= EXERCISE =
Return every line of the records below verbatim, with no pictures in the copy.

*****

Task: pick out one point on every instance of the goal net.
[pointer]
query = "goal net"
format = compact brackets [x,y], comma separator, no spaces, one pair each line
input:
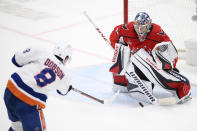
[174,16]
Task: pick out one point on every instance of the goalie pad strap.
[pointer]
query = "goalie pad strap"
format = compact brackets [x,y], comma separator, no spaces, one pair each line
[120,59]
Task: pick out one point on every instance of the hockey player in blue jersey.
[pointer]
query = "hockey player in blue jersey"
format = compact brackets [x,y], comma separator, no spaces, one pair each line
[27,90]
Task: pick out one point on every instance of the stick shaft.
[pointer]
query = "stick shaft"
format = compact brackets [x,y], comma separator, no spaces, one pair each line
[87,95]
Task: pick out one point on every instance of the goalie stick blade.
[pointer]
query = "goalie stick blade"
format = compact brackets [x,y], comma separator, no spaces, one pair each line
[111,98]
[167,101]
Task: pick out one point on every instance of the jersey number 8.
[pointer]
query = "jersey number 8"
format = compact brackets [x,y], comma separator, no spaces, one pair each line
[45,77]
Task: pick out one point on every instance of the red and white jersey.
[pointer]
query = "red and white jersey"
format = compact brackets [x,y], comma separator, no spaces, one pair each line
[39,73]
[126,34]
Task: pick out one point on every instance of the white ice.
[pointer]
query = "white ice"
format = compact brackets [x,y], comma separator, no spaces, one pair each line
[46,22]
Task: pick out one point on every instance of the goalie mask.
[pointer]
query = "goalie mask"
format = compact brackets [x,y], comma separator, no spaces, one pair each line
[142,25]
[63,52]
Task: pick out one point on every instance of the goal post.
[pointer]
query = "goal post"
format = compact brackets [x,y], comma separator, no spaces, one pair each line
[125,11]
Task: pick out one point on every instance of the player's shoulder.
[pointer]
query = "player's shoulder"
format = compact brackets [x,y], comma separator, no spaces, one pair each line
[156,28]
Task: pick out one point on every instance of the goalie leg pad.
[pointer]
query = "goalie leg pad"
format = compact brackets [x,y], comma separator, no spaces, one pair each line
[171,80]
[120,83]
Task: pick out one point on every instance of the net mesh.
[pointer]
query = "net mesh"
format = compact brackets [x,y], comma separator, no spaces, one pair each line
[174,16]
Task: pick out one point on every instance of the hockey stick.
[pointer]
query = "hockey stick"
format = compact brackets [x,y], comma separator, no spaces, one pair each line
[98,30]
[148,94]
[96,99]
[181,51]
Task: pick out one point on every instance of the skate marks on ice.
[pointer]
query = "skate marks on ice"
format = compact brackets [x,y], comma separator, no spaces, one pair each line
[97,81]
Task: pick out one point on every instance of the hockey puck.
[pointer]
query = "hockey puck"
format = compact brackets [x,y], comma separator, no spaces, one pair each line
[141,104]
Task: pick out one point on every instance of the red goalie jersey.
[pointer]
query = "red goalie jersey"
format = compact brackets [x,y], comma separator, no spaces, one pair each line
[126,34]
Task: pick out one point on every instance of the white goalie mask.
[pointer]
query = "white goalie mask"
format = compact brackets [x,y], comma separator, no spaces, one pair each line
[64,52]
[142,25]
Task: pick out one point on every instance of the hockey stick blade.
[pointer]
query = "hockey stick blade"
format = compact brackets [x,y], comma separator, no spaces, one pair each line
[96,99]
[111,98]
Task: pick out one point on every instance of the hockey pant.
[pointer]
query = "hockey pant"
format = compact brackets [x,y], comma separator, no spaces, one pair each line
[23,116]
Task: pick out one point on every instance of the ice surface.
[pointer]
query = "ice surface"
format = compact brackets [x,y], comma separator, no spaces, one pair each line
[46,22]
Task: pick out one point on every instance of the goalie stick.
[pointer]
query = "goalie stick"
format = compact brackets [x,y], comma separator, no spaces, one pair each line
[148,94]
[96,99]
[181,52]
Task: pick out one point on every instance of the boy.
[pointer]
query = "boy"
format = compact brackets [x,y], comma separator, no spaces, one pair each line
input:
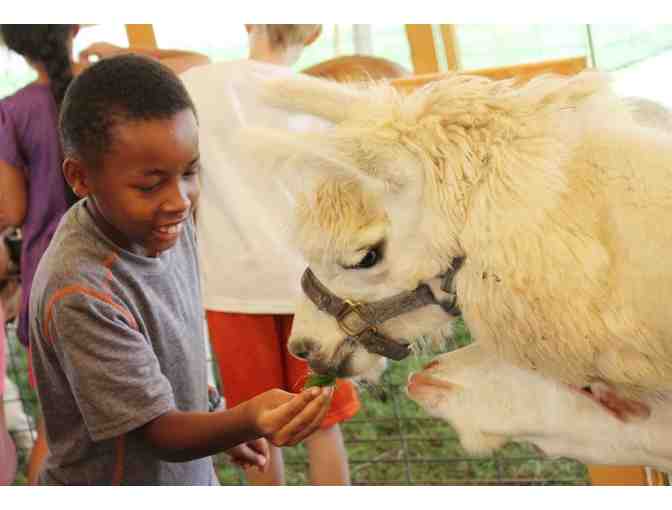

*****

= EXERCISE RESPONSE =
Task: pick out one point on every instance of the goal net.
[pointer]
query = "goal net"
format = compact brackets [x,y], comma separator, no spaces, one pair each line
input:
[174,16]
Task: pick out one point on every instance of the goalie pad strap.
[pointer]
query = "goalie pad strap"
format = compact brackets [x,y], comma separator, no spaces, one pair each line
[120,59]
Task: pick out one point on every instance of the hockey player in blue jersey.
[pointer]
query = "hockey player in blue jersey"
format = compact brackets [x,y], comma separator, no spaces, one pair each line
[27,90]
Task: pick out one point on every instance of the stick shaft.
[pointer]
query = "stick shaft"
format = compact brackets [x,y], comma separator, no spaces, one pair each line
[87,95]
Task: pick out one point on every instance of the goalie stick blade.
[pointer]
query = "goalie stick blade"
format = compact brackets [x,y], comma separator, no spaces, one pair each line
[111,98]
[167,101]
Task: pick out one point on every instance of the jersey number 8.
[pointer]
query = "jersey number 8"
format = compact brackets [x,y], comma separator, no spaces, one pair each line
[45,77]
Task: pick out one point on every instance of the red and white jersey.
[pointer]
query = "red and white jersey"
format = compact brackets [x,y], comma separator, no spaces, one pair each line
[39,73]
[126,34]
Task: pick out one point on every instance of the white ice.
[pointer]
query = "white ice"
format = compact brackets [x,y], comma separator, no spaces, one pair each line
[46,22]
Task: pick out one point on every instance of the goalie mask.
[pointer]
query = "goalie mask"
format = compact brackets [x,y], comma separator, no spaces, one pair each line
[142,25]
[63,52]
Task: pick out one point on every instance of the goal post.
[pointer]
query = "goal post"
format = compact brackets [x,y], comma separator, no spaces, one pair each line
[125,11]
Task: pick out one point on every instance of the player's shoulder.
[pointer]
query = "player's shoulder"
format = compact brackets [x,y], comma separator, no spaces, one pair each line
[156,28]
Task: pick out one point on every instance of the goalie leg pad.
[pointer]
query = "goalie leg pad"
format = compact brackets [x,y], comma separator, no spaces, one pair each line
[171,80]
[120,83]
Task: pick out one point on every instance of the net mesh.
[pointer]
query = "net mesh"
format = compact brackets [x,y], comma separator, no spaces, one pair each line
[174,16]
Task: pick out one point on every instance of the hockey stick.
[pointer]
query = "hockey stick"
format = compact brackets [x,y], comma separator, no spaces, one pair each line
[98,30]
[148,94]
[96,99]
[181,51]
Task: pick out one point on every instance of the skate marks on ice.
[pointer]
query = "skate marks on ice"
format = compact brackets [x,y], comma separator, no spaces, one pair each line
[97,81]
Task: pick out one point on every instance of the hockey puck.
[pointer]
query = "hockey puck"
format = compact brackets [x,y], comma separator, no spaces, one pair each line
[141,104]
Task: pick out one point on every instance of the red goalie jersey.
[pointer]
query = "red goalie jersey"
format = compact brackets [x,y], comma separator, no spaces, one pair each line
[126,34]
Task: pick out one point on every instance of the white goalie mask.
[pointer]
query = "white goalie mask"
format = compact brackets [x,y], comma separator, no spaces, one pair each line
[64,52]
[142,25]
Task: pick out one point on every instance of the hockey stick blade.
[pointer]
query = "hockey stick blade"
format = compact brackets [x,y], comma separator, no spaces, one pair each line
[96,99]
[111,98]
Task: pick out one point on every instance of the hockey pant.
[pointer]
query = "hockey pant"
format = compact brackets [x,y], comma separator, no spaces, one pair each line
[23,116]
Task: pick out one point on every instance of the ice surface.
[pointer]
query = "ice surface"
format = compact brackets [x,y], comma separator, no spaces, one pair each line
[46,22]
Task: pick out one point on every instance of the goalie stick.
[pointer]
query = "goalie stick"
format = compact brackets [x,y], comma separator, no spaces, one pair each line
[148,94]
[96,99]
[181,52]
Task: pick out one point on every instance of the boy.
[pointer]
query = "boy"
format = compact brackets [x,y], comma separator, no spaces, one pair each line
input:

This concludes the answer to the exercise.